*** Exercise inputs

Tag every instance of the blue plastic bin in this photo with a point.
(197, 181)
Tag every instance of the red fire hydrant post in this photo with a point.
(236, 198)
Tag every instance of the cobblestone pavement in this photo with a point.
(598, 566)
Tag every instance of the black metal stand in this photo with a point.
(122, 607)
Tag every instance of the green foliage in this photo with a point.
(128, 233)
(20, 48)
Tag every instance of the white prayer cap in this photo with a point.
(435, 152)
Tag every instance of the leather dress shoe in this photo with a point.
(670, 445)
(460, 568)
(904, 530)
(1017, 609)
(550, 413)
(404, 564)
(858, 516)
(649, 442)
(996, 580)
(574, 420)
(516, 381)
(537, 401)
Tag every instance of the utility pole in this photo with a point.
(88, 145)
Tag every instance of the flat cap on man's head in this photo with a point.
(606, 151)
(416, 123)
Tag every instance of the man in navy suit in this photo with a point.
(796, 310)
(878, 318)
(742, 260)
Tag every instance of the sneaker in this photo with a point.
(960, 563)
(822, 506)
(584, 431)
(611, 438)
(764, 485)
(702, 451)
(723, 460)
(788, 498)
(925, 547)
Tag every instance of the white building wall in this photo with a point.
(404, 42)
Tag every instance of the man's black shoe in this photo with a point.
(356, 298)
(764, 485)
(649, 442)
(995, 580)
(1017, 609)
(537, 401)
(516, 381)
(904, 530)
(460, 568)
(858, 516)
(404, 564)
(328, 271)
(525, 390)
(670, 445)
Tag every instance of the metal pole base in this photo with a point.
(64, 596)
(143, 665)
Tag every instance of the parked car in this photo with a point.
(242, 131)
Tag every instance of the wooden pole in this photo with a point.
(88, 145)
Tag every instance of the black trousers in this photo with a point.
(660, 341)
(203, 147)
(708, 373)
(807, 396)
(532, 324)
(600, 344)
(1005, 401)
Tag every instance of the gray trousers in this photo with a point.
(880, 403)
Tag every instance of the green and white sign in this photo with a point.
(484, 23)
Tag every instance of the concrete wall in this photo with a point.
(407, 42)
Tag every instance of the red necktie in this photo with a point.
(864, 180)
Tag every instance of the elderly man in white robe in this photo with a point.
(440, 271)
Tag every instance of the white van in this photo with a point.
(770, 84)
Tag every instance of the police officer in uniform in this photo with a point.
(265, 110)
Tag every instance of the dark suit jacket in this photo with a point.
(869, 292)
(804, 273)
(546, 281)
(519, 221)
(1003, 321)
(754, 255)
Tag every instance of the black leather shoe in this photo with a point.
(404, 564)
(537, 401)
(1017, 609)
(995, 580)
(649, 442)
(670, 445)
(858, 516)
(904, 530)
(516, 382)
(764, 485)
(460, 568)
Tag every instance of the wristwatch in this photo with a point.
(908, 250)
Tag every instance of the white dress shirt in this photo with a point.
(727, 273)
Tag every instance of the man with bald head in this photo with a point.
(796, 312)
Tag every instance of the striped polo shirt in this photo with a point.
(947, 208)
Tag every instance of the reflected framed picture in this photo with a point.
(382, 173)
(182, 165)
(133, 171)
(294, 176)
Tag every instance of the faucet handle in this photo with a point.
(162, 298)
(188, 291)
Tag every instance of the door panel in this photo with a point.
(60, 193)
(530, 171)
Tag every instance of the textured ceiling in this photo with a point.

******

▸ **Problem to solve**: Each record is to be given again in full, exactly as it reads.

▸ **Exercise output**:
Tag every instance of the blue plastic bin in this photo with a point.
(197, 181)
Tag every instance of the red fire hydrant post in this photo with a point.
(236, 198)
Tag every instance of the cobblestone pavement in this photo with a point.
(598, 566)
Tag every instance of the black metal stand in this photo with a point.
(122, 607)
Tag every instance of the green foliage in this photo with a point.
(128, 233)
(20, 48)
Tag every instance of the white prayer cap in this photo with a point.
(435, 152)
Tag every instance of the leather dress shoe in this photo with a point.
(670, 445)
(460, 568)
(904, 530)
(1017, 609)
(550, 413)
(404, 564)
(858, 516)
(649, 442)
(996, 580)
(574, 420)
(516, 381)
(537, 401)
Tag every instance of the utility pole in this photo with a point.
(88, 145)
Tag every instance of the flat cap on man's head in this photo with a point.
(606, 151)
(416, 123)
Tag every instance of the man in navy suit in this photo with a point.
(796, 310)
(878, 318)
(742, 260)
Tag every instance of the sneaker in this photo with a point.
(960, 563)
(822, 506)
(584, 431)
(611, 438)
(764, 485)
(702, 451)
(723, 460)
(788, 498)
(925, 547)
Tag every instance of the white building wall in this photo with a point.
(404, 42)
Tag every instance of the man's black shoe in this photo with a point.
(356, 298)
(764, 485)
(649, 442)
(995, 580)
(1017, 609)
(537, 401)
(516, 381)
(904, 530)
(460, 568)
(858, 516)
(404, 564)
(328, 271)
(525, 390)
(670, 445)
Tag every instance of the metal pole base in this photo with a point.
(64, 596)
(143, 665)
Tag every instance of the parked car in this photo with a point.
(242, 131)
Tag every instance of the wooden pole in this photo with a point.
(88, 145)
Tag every instance of the black trousers in this photo with a point.
(660, 341)
(203, 147)
(708, 373)
(807, 396)
(532, 324)
(600, 344)
(1005, 401)
Tag every instance of the gray trousers in this photo with a point.
(880, 403)
Tag every instance of the green and white sign in this photo with a point.
(484, 23)
Tag every instance of the concrete wall in this photo with a point.
(407, 42)
Tag every instance of the red necktie in this photo with a point.
(864, 180)
Tag every instance of the elderly man in white robe in this photo with a point.
(440, 271)
Tag every instance of the white van in this photo with a point.
(770, 84)
Tag every instance of the police officer in uniform in this photo with a point.
(265, 110)
Tag every instance of the dark suit jacket in this photo with a point.
(869, 292)
(804, 273)
(546, 281)
(519, 221)
(1003, 321)
(754, 255)
Tag every instance of the black leather shoe in this photo with a point.
(404, 564)
(537, 401)
(1017, 609)
(995, 580)
(649, 442)
(670, 445)
(858, 516)
(904, 530)
(516, 382)
(764, 485)
(460, 568)
Tag every instance of the wristwatch in this photo with a point.
(908, 250)
Tag every instance of the white dress shirt in this photo with a point.
(727, 273)
Tag every instance of the man with bald head in this photo with a point.
(796, 312)
Tag every instance of the striped polo shirt in this photo with a point.
(947, 208)
Tag every instance of the reflected framed picture in this photo with a point.
(382, 173)
(182, 165)
(133, 171)
(294, 176)
Tag every instance of the faucet handle in this photo with a point.
(162, 298)
(188, 291)
Tag every instance of the door panel in this photo with a point.
(60, 193)
(530, 171)
Tag every instance of the textured ceiling in this photo with a point.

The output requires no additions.